▶ Text provided:
::::::::::
The Road Not Taken

Life is a series of choices that we make (duh). We decide where to go to college, who to date, who to marry, and if and when to have children. As a future doctor, you decide where to go to medical school, what specialty to enter, and where to go to residency – or at least where to apply for residency! It seems simple at the time, and each choice affects the next. Knowing that I wanted to have a family as well as a demanding career prompted me to end a long-term relationship with a wonderful man who wanted a demanding career of his own, and who wanted a wife who would take care of the kids and cook dinner. Choosing to get married (to a different man who is much more supportive of my career) between college and medical school, and choosing to attend a medical school that is family-friendly helped me make the choice to have a child during school. Having a family is influencing my choices about where to complete my residency – I don’t want to raise a child in East LA, or in an apartment in New York, so residencies in those areas weren’t on my list. Every so often, though, you find yourself looking back at the series of choices that you have made and wondering, what if? What if, several choices ago, I had taken the other road?

One Of my residency interviews triggered just such a moment.

As I said earlier, I chose many years ago to end a long romantic relationship, not because the relationship wasn’t working at the time but because our dreams for the future were not compatible: it’s hard for a doctor (let alone a surgeon) to follow her spouse as he moves around the country every few years, or to have dinner on the table at seven. The person who made up the other half of this relationship was less than thrilled with me, and we haven’t spoken since. I have heard from mutual friends that he is living his dream working in Washington, DC. It sounds like he is happy. (I hope he is happy – he deserves to be! After all, I walked away from a stable relationship so that he could have everything he dreamed of, without my career getting in his way.)
::::::::::
▶ Data extracts:
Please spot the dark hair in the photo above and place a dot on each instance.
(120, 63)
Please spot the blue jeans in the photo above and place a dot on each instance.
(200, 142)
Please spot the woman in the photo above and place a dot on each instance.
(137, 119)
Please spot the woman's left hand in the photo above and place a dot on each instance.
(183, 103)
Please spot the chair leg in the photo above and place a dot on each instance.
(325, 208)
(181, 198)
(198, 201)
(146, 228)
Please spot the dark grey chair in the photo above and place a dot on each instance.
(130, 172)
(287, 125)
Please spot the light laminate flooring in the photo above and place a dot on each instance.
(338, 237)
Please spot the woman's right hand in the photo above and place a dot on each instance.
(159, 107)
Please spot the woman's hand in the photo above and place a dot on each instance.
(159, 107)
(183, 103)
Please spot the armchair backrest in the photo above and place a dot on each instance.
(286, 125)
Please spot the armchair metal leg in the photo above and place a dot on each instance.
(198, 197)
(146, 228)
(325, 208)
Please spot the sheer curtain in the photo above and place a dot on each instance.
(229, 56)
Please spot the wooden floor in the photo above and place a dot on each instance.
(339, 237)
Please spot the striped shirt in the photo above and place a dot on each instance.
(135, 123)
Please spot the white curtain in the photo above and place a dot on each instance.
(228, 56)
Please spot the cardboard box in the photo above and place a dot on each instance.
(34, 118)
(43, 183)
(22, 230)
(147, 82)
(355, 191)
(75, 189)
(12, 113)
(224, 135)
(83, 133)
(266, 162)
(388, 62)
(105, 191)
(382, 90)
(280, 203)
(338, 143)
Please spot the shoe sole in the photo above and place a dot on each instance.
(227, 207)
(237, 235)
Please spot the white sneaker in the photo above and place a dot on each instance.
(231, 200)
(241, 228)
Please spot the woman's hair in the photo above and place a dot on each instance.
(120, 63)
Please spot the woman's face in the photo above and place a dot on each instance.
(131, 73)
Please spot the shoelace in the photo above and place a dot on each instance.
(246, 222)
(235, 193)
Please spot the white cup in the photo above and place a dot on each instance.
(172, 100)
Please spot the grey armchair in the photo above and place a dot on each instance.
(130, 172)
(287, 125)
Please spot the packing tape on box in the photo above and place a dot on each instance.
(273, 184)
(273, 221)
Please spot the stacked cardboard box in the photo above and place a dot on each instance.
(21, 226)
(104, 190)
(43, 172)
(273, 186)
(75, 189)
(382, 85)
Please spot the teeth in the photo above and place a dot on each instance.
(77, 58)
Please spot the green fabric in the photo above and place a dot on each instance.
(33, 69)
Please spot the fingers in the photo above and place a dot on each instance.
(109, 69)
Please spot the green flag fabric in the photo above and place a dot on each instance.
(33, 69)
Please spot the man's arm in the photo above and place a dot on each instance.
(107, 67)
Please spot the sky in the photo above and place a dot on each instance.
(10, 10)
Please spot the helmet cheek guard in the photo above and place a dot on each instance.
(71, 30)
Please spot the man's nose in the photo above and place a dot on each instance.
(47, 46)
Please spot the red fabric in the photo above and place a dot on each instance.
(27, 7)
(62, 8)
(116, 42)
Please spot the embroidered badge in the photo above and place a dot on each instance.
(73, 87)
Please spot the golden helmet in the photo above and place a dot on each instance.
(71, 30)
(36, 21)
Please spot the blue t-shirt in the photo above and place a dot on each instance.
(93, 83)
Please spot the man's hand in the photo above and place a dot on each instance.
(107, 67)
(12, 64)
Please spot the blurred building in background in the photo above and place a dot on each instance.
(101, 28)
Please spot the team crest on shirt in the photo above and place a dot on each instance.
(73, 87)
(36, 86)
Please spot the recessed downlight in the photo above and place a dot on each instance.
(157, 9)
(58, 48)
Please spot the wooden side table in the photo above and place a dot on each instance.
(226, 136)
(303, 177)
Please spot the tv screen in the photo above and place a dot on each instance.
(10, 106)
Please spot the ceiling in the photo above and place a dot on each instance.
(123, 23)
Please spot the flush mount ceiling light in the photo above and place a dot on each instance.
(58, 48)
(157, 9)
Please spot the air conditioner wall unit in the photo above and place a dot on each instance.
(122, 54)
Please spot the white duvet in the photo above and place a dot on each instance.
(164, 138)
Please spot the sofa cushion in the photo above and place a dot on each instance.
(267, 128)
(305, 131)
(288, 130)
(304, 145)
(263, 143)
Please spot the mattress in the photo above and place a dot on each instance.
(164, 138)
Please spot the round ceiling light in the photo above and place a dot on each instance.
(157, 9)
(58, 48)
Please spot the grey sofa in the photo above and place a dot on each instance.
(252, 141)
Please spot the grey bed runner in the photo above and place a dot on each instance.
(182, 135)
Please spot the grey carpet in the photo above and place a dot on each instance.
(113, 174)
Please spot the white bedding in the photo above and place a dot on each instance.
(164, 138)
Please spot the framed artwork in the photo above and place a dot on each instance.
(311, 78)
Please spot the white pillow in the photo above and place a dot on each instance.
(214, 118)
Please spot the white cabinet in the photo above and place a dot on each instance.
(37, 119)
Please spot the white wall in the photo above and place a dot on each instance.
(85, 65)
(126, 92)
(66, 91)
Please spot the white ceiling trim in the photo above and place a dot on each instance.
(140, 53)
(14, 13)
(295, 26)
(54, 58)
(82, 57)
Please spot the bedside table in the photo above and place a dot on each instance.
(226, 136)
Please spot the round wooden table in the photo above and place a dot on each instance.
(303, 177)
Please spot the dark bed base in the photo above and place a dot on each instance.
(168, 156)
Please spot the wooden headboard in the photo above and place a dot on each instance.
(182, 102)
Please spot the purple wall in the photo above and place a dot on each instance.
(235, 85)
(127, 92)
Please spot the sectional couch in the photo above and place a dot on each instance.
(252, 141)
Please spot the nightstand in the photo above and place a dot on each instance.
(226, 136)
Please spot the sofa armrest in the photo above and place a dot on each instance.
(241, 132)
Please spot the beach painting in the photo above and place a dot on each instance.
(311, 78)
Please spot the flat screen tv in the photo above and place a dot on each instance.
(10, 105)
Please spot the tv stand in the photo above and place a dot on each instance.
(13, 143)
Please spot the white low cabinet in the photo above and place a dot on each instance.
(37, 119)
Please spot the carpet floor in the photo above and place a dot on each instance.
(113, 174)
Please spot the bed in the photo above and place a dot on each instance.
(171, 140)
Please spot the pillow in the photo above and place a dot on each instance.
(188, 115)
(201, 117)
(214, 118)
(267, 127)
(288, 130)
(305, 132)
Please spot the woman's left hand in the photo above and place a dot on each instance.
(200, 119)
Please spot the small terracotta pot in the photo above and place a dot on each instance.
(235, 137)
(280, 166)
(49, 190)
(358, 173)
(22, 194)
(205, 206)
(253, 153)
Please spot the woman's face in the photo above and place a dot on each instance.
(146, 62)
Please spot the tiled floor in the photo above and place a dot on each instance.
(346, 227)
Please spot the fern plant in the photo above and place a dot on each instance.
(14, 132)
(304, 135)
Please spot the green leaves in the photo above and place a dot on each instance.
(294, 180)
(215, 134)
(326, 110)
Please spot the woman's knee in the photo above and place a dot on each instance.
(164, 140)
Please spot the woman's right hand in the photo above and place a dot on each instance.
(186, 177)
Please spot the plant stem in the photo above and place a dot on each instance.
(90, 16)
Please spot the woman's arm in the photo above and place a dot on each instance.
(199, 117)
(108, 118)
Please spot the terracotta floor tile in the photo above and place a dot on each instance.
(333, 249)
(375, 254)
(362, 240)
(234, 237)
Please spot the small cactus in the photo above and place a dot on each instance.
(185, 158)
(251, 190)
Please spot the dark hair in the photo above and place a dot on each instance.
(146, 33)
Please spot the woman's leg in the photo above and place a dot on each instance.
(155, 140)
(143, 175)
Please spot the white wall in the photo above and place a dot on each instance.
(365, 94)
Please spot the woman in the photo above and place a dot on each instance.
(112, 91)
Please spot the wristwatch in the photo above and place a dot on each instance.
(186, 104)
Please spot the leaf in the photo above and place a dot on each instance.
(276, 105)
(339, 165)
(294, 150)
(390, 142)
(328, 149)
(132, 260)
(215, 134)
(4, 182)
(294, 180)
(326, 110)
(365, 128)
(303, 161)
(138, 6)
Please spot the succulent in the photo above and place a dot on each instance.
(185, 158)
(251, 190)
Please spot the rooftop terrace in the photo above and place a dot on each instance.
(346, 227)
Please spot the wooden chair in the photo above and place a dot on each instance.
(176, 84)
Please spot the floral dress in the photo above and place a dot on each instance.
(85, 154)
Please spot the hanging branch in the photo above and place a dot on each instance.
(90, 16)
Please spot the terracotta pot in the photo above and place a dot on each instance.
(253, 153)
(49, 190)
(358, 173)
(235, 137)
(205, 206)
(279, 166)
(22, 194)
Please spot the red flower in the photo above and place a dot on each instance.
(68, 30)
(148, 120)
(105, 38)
::::::::::
▶ What is being asked:
Reproduce, word for word, the complete text titled "The Road Not Taken" that appears at the top of the page, before the data.

▶ Finished exercise:
The Road Not Taken

Life is a series of choices that we make (duh). We decide where to go to college, who to date, who to marry, and if and when to have children. As a future doctor, you decide where to go to medical school, what specialty to enter, and where to go to residency – or at least where to apply for residency! It seems simple at the time, and each choice affects the next. Knowing that I wanted to have a family as well as a demanding career prompted me to end a long-term relationship with a wonderful man who wanted a demanding career of his own, and who wanted a wife who would take care of the kids and cook dinner. Choosing to get married (to a different man who is much more supportive of my career) between college and medical school, and choosing to attend a medical school that is family-friendly helped me make the choice to have a child during school. Having a family is influencing my choices about where to complete my residency – I don’t want to raise a child in East LA, or in an apartment in New York, so residencies in those areas weren’t on my list. Every so often, though, you find yourself looking back at the series of choices that you have made and wondering, what if? What if, several choices ago, I had taken the other road?

One Of my residency interviews triggered just such a moment.

As I said earlier, I chose many years ago to end a long romantic relationship, not because the relationship wasn’t working at the time but because our dreams for the future were not compatible: it’s hard for a doctor (let alone a surgeon) to follow her spouse as he moves around the country every few years, or to have dinner on the table at seven. The person who made up the other half of this relationship was less than thrilled with me, and we haven’t spoken since. I have heard from mutual friends that he is living his dream working in Washington, DC. It sounds like he is happy. (I hope he is happy – he deserves to be! After all, I walked away from a stable relationship so that he could have everything he dreamed of, without my career getting in his way.)